- _Instructions to follow_
Rewrite all the rows below with every "Target" changed to "Label" and nothing else altered.

- _Data to use_

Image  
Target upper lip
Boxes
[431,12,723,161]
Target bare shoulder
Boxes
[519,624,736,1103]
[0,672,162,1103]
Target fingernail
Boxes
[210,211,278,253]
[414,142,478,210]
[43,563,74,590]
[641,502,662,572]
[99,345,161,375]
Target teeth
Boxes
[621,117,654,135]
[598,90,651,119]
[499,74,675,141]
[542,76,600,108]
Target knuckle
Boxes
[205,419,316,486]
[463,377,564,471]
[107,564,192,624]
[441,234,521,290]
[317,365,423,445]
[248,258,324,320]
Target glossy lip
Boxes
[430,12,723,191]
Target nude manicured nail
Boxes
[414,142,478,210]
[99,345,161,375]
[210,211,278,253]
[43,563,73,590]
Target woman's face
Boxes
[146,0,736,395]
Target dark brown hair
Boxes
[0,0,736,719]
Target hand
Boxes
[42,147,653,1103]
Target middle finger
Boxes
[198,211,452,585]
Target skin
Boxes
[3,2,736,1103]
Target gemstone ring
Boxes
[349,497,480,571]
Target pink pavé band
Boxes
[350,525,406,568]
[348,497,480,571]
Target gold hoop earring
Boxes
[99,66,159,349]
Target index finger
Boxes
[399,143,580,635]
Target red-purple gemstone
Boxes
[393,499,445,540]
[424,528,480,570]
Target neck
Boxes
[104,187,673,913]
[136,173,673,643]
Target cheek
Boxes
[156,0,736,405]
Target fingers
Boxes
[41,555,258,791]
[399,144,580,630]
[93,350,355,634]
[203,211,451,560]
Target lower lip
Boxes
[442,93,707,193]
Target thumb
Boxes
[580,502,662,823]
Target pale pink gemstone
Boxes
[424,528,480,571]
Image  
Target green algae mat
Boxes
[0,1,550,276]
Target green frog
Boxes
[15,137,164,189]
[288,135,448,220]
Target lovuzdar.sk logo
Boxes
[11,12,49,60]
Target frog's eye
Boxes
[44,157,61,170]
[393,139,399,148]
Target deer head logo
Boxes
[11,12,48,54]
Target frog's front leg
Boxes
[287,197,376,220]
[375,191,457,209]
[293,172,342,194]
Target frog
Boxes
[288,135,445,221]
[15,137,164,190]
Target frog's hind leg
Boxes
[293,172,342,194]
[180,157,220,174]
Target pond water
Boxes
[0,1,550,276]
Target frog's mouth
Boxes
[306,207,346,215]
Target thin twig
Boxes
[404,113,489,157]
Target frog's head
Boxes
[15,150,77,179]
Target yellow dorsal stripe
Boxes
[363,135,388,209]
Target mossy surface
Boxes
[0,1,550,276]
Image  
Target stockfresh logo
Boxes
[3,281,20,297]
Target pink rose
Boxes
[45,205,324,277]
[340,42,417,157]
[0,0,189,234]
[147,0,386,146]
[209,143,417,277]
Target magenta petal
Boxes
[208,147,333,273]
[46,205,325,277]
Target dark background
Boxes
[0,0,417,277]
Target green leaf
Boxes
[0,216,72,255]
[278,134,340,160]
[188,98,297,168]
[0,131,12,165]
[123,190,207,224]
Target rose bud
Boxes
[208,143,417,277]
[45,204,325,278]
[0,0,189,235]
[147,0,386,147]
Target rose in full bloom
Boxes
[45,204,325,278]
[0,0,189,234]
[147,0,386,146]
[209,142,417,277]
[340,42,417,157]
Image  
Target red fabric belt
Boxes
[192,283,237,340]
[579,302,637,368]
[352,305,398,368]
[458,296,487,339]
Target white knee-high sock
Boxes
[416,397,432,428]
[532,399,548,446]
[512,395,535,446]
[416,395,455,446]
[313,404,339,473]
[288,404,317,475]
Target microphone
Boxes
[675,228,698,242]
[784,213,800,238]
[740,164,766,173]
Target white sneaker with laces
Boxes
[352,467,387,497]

- _The result_
Image  
Label upper lip
Boxes
[431,12,723,161]
Label bare shoulder
Boxes
[519,624,736,1103]
[0,672,162,1103]
Label fingernail
Boxes
[210,211,278,253]
[414,142,478,210]
[43,563,74,590]
[641,502,662,572]
[99,345,161,375]
Label teeth
Boxes
[621,117,654,135]
[598,90,651,119]
[499,74,675,141]
[542,76,600,108]
Label knuckle
Boxes
[205,419,316,486]
[463,377,564,471]
[107,564,192,624]
[441,234,521,290]
[317,365,423,445]
[248,258,324,320]
Label glossy lip
Boxes
[430,12,723,191]
Label nude manicured nail
Boxes
[414,142,478,210]
[99,345,161,375]
[210,211,278,253]
[43,563,73,590]
Label woman's face
Boxes
[146,0,736,395]
Label dark brown hair
Boxes
[0,0,736,719]
Label hand
Boxes
[42,147,653,1103]
Label middle finger
Boxes
[198,211,452,585]
Label skin
Boxes
[3,2,736,1103]
Label gemstone ring
Boxes
[349,497,480,571]
Label pink pavé band
Boxes
[350,525,406,568]
[348,497,480,571]
Label gold hoop earring
Boxes
[99,66,159,349]
Label index finger
Boxes
[399,143,580,635]
Label red-purple gemstone
Boxes
[393,499,445,540]
[424,528,480,570]
Label neck
Boxes
[104,187,673,913]
[136,173,673,643]
Label cheek
Boxes
[156,0,736,405]
Label fingers
Boxes
[41,555,258,791]
[399,144,580,630]
[93,350,355,634]
[203,211,451,560]
Label lower lip
Boxes
[442,93,707,193]
Label thumb
Boxes
[580,502,662,823]
Label pale pink gemstone
Boxes
[424,528,480,571]
Image  
Label green algae mat
Boxes
[0,1,550,276]
Label green frog
Boxes
[15,137,164,189]
[288,135,448,220]
Label lovuzdar.sk logo
Boxes
[11,12,49,60]
Label frog's eye
Boxes
[44,157,61,170]
[393,139,399,148]
Label deer head logo
Boxes
[11,12,48,54]
Label frog's front leg
Boxes
[287,197,376,220]
[375,191,457,209]
[293,172,342,194]
Label frog
Boxes
[288,135,445,221]
[15,137,164,190]
Label frog's hind leg
Boxes
[293,172,342,194]
[180,157,220,174]
Label pond water
Boxes
[0,1,550,276]
Label frog's mouth
Boxes
[306,207,346,215]
Label thin twig
Boxes
[404,113,489,157]
Label frog's head
Boxes
[15,150,77,179]
Label yellow dorsal stripe
Boxes
[363,135,388,209]
Label mossy surface
Boxes
[0,1,550,276]
Image  
Label stockfresh logo
Boxes
[3,281,20,297]
Label pink rose
Boxes
[45,205,324,277]
[340,42,417,157]
[0,0,189,234]
[147,0,386,146]
[209,143,417,277]
Label magenta petal
Boxes
[208,147,333,273]
[46,205,325,277]
Label dark background
Boxes
[0,0,417,277]
Label green leaf
Boxes
[0,216,72,255]
[278,134,340,160]
[188,98,297,168]
[0,131,12,165]
[123,190,207,224]
Label rose bud
Boxes
[208,143,417,277]
[45,204,325,278]
[0,0,189,235]
[147,0,386,147]
Label rose in full bloom
Boxes
[45,204,325,278]
[0,0,189,234]
[147,0,386,146]
[209,142,417,277]
[340,42,417,157]
Image  
Label red fabric belt
Boxes
[192,283,237,340]
[579,302,637,368]
[352,305,398,368]
[458,296,487,339]
Label white knee-high sock
Boxes
[416,397,432,428]
[532,399,548,446]
[512,395,535,446]
[416,395,455,446]
[313,404,339,473]
[288,404,317,475]
Label microphone
Boxes
[675,228,698,242]
[784,213,800,238]
[740,164,766,173]
Label white sneaker with laces
Boxes
[352,467,387,497]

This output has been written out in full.